● **Yönerge ve koşullar**:
Polis otobüsünde yaşanan şiddete dair metinden "Otobüste yaşanan işkenceye" sözlerinden başlayıp "kadınları taciz ettiler." sözleri de dahil olmak üzere o kısmı hiç değiştirmeden geri ver.

● **Kaynak**:
....................

Ozan Gündoğdu da savunmasında "Şiddet emrini veren Ankara İl Emniyet Genel Müdür Yardımcısı Kenan Kabak'tır" dedi.
Otobüste yaşanan işkenceye dair Ferat Konukçu ise polislerin doldur boşalt yöntemiyle dayak attığını söyledi. "Gelen ışığı kapatıyor, dövüyor, gidiyor, yerine yenisi geliyor, o da ışığı kapatıyor, o da dövüyor."
Polis otobüsünde yaşananlar yalnızca işkence ile de sınırlı değil. Tecavüz tehdidi ve taciz de cabası. Tutuksuz yargılanan Sevgi Sönmez savunmasında anlattı;
* Yetmiş polis üzerime atladı, dört saat işkence ettiler. Kadın polis olmasına rağmen, yanıma özellikle erkek çevik kuvvet oturdu. Ellerim arkadan bağlıydı. Benle konuşmaya çalıştı. Cevap vermedim. Önce yüzüme sonra bacağıma dokundu. Tecavüzle tehdit etti. Sonra da yumruk attı. Otobüsteki bütün kadınları taciz ettiler.
* Ankara Emniyet Müdürlüğü Terörle Mücadele Şube Müdürlüğü'ne (TEM) geldiğimizde araçtan kaçarken saçımın yarısı polisin elinde kaldı. O gün annem yüzümü tanıyamadı. Ama savcı bir kere bile sana bunu kim yaptı diye sormadı.
"Dilşat'la ikimizi yerde tekmelediler"

....................

● **Verilen kayıtlar**:
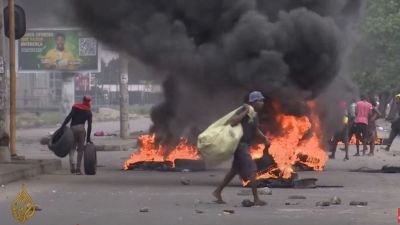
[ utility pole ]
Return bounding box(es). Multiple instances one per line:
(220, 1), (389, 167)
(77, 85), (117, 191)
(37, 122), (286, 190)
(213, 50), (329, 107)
(0, 1), (10, 162)
(119, 54), (129, 139)
(8, 0), (17, 157)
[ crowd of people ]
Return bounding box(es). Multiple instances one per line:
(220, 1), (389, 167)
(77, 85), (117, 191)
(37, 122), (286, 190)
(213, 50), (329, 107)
(330, 94), (400, 160)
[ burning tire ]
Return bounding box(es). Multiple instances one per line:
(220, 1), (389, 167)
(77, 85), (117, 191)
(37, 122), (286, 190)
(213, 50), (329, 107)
(83, 144), (97, 175)
(47, 127), (74, 158)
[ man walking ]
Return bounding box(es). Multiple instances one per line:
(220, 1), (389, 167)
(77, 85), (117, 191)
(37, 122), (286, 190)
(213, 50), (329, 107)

....................

● **Sorunun çözümü**:
Otobüste yaşanan işkenceye dair Ferat Konukçu ise polislerin doldur boşalt yöntemiyle dayak attığını söyledi. "Gelen ışığı kapatıyor, dövüyor, gidiyor, yerine yenisi geliyor, o da ışığı kapatıyor, o da dövüyor."
Polis otobüsünde yaşananlar yalnızca işkence ile de sınırlı değil. Tecavüz tehdidi ve taciz de cabası. Tutuksuz yargılanan Sevgi Sönmez savunmasında anlattı;
* Yetmiş polis üzerime atladı, dört saat işkence ettiler. Kadın polis olmasına rağmen, yanıma özellikle erkek çevik kuvvet oturdu. Ellerim arkadan bağlıydı. Benle konuşmaya çalıştı. Cevap vermedim. Önce yüzüme sonra bacağıma dokundu. Tecavüzle tehdit etti. Sonra da yumruk attı. Otobüsteki bütün kadınları taciz ettiler.